- _Given exercise_
Write out the lines of each item again, swapping "short dark hair" for "long light hair" and leaving everything else as it is.

○ ○ ○ ○ ○ ○ ○

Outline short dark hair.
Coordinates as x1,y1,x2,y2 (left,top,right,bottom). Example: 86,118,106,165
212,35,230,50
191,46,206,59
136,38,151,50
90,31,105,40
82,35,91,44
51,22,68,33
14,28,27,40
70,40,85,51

○ ○ ○ ○ ○ ○ ○

- _Solution for this problem_
Outline long light hair.
Coordinates as x1,y1,x2,y2 (left,top,right,bottom). Example: 86,118,106,165
212,35,230,50
191,46,206,59
136,38,151,50
90,31,105,40
82,35,91,44
51,22,68,33
14,28,27,40
70,40,85,51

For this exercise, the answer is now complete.